__WRITTEN PROBLEM 1__
In the post below, what does nvidia-smi report when run inside the container?
__WRITTEN PROBLEM 2__
Duplicate the stretch of the post that begins at the words "CUDA sometimes not" and stops after "pynvml for you.".

__ARTICLE__

[start]

CUDA sometimes not available in nvcr.io/nvidia/pytorch:25.09-py3

When running inside a docker container I sometimes (not consistent) get —

W1105 06:16:44.530000 75 torch/utils/cpp_extension.py:118] No CUDA runtime is found, using CUDA_HOME=‘/usr/local/cuda’

Given that this is a container specifically designed to have Cuda and PyTorch I find it surprising. It seems to be happen intermittently, possibly specific to one of the machines in the pool. I any case, nvidia-smi inside the container reports a healthy machine, with GPUs and Cuda.

Here is the full error output —

+ python benchmarks/benchmark_attn.py

/usr/local/lib/python3.12/dist-packages/torch/cuda/__init__.py:63: FutureWarning: The pynvml package is deprecated. Please install nvidia-ml-py instead. If you did not install pynvml directly, please report this to the maintainers of the package that installed pynvml for you.
  import pynvml  # type: ignore[import]

/usr/local/lib/python3.12/dist-packages/torch/cuda/__init__.py:182: UserWarning: CUDA initialization: CUDA unknown error - this may be due to an incorrectly set up environment, e.g. changing env variable CUDA_VISIBLE_DEVICES after program start. Setting the available devices to be zero. (Triggered internally at /opt/pytorch/pytorch/c10/cuda/CUDAFunctions.cpp:109.)
  return torch._C._cuda_getDeviceCount() > 0

W1105 06:16:57.201000 284 torch/utils/cpp_extension.py:118] No CUDA runtime is found, using CUDA_HOME='/usr/local/cuda'

Traceback (most recent call last):
  File "/tmp/workspace/fa4/benchmarks/benchmark_attn.py", line 35, in <module>

    if torch.cuda.get_device_capability()[0] != 9:
       ^^^^^^^^^^^^^^^^^^^^^^^^^^^^^^^^^^

  File "/usr/local/lib/python3.12/dist-packages/torch/cuda/__init__.py", line 598, in get_device_capability

    prop = get_device_properties(device)
           ^^^^^^^^^^^^^^^^^^^^^^^^^^^^^

  File "/usr/local/lib/python3.12/dist-packages/torch/cuda/__init__.py", line 614, in get_device_properties

    _lazy_init()  # will define _get_device_properties
    ^^^^^^^^^^^^

  File "/usr/local/lib/python3.12/dist-packages/torch/cuda/__init__.py", line 410, in _lazy_init

    torch._C._cuda_init()

[end]

__MATERIAL SHOWN__
[start]

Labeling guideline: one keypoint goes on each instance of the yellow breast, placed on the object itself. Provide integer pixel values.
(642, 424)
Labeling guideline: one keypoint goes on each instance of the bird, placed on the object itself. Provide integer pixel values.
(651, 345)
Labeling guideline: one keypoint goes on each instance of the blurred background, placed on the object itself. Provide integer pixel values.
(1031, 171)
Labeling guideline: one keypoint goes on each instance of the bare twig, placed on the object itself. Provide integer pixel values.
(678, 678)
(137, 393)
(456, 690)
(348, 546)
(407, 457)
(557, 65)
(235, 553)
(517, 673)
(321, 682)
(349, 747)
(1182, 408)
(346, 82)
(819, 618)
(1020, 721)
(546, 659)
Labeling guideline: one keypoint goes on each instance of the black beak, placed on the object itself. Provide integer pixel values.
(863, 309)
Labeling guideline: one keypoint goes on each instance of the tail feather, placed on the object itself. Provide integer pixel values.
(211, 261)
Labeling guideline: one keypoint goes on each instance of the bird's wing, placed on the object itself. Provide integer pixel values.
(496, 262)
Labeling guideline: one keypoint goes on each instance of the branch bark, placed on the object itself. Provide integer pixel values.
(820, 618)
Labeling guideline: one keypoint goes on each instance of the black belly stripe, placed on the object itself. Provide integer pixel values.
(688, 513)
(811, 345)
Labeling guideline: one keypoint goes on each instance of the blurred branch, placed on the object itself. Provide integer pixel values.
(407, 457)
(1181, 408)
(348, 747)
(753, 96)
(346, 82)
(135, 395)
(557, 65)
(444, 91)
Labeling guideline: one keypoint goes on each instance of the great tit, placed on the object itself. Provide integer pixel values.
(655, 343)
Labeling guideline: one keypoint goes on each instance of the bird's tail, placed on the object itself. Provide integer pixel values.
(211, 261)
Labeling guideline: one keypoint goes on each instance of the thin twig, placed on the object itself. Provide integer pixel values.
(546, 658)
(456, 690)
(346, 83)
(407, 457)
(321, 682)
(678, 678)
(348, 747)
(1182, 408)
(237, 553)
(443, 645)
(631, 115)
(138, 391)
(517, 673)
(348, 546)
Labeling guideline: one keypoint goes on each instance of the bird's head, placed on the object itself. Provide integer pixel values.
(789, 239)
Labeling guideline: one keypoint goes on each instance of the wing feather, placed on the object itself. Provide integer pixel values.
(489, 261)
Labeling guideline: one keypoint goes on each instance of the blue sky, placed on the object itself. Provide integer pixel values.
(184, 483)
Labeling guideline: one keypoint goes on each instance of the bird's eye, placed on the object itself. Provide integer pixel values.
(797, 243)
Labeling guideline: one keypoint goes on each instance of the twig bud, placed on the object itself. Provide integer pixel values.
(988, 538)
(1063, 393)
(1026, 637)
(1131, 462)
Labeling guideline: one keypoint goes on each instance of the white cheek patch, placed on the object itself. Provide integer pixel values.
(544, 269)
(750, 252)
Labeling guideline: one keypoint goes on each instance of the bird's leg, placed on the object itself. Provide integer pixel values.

[end]

__REPLY 1__
A healthy machine, with GPUs and Cuda.

__REPLY 2__
CUDA sometimes not available in nvcr.io/nvidia/pytorch:25.09-py3

When running inside a docker container I sometimes (not consistent) get —

W1105 06:16:44.530000 75 torch/utils/cpp_extension.py:118] No CUDA runtime is found, using CUDA_HOME=‘/usr/local/cuda’

Given that this is a container specifically designed to have Cuda and PyTorch I find it surprising. It seems to be happen intermittently, possibly specific to one of the machines in the pool. I any case, nvidia-smi inside the container reports a healthy machine, with GPUs and Cuda.

Here is the full error output —

+ python benchmarks/benchmark_attn.py

/usr/local/lib/python3.12/dist-packages/torch/cuda/__init__.py:63: FutureWarning: The pynvml package is deprecated. Please install nvidia-ml-py instead. If you did not install pynvml directly, please report this to the maintainers of the package that installed pynvml for you.